* PROBLEM DETAILS
Go through the material below and keep only the lines containing the word "roof", copying each of them in full. Match the letter case of the word.

* EXERCISE INPUT
** Begin **
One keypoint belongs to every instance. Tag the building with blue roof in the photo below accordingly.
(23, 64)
** End **
** Begin **
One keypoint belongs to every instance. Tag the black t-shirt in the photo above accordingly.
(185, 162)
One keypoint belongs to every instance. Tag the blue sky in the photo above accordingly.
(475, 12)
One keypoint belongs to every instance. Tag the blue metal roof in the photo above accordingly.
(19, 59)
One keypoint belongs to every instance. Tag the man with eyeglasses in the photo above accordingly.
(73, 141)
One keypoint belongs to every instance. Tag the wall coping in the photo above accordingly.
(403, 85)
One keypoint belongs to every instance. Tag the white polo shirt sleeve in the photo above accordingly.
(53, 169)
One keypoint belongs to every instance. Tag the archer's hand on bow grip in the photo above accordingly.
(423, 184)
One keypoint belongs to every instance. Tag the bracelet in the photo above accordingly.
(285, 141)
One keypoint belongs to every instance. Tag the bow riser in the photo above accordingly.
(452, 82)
** End **
** Begin **
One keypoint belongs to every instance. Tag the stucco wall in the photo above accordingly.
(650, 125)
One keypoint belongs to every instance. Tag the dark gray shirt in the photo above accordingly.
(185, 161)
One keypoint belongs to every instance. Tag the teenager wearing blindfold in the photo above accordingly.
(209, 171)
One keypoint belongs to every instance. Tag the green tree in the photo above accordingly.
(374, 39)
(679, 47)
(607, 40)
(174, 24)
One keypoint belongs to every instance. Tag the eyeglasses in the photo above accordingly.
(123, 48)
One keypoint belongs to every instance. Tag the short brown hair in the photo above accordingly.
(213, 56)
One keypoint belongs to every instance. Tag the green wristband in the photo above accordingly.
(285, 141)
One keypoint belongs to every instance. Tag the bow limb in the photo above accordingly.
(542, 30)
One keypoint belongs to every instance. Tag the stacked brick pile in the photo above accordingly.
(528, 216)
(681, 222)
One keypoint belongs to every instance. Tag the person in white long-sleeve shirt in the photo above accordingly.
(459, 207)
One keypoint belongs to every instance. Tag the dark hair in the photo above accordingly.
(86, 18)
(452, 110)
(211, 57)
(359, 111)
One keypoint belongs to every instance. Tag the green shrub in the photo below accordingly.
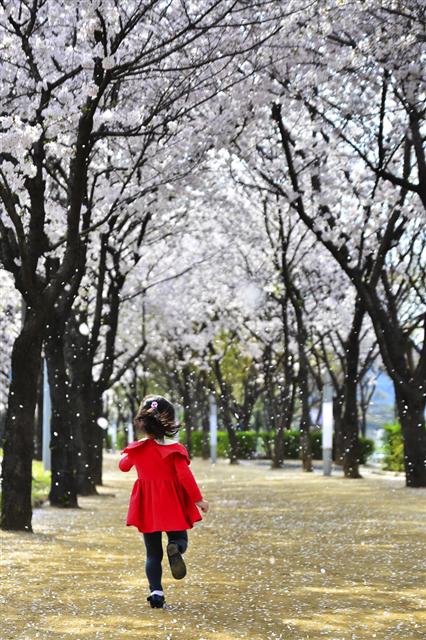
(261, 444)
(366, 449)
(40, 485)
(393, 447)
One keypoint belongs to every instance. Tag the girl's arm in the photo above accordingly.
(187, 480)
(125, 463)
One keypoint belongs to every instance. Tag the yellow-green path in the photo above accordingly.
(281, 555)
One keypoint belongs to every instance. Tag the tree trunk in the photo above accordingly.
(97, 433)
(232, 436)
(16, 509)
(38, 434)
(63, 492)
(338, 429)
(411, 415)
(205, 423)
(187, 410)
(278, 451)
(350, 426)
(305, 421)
** End **
* EXERCISE OUTPUT
One keypoint belongs to every instance. Tag the building with blue roof in the photo below accordingly.
One keypoint belongs to every instance. Tag the blue metal roof in the photo above accordingly.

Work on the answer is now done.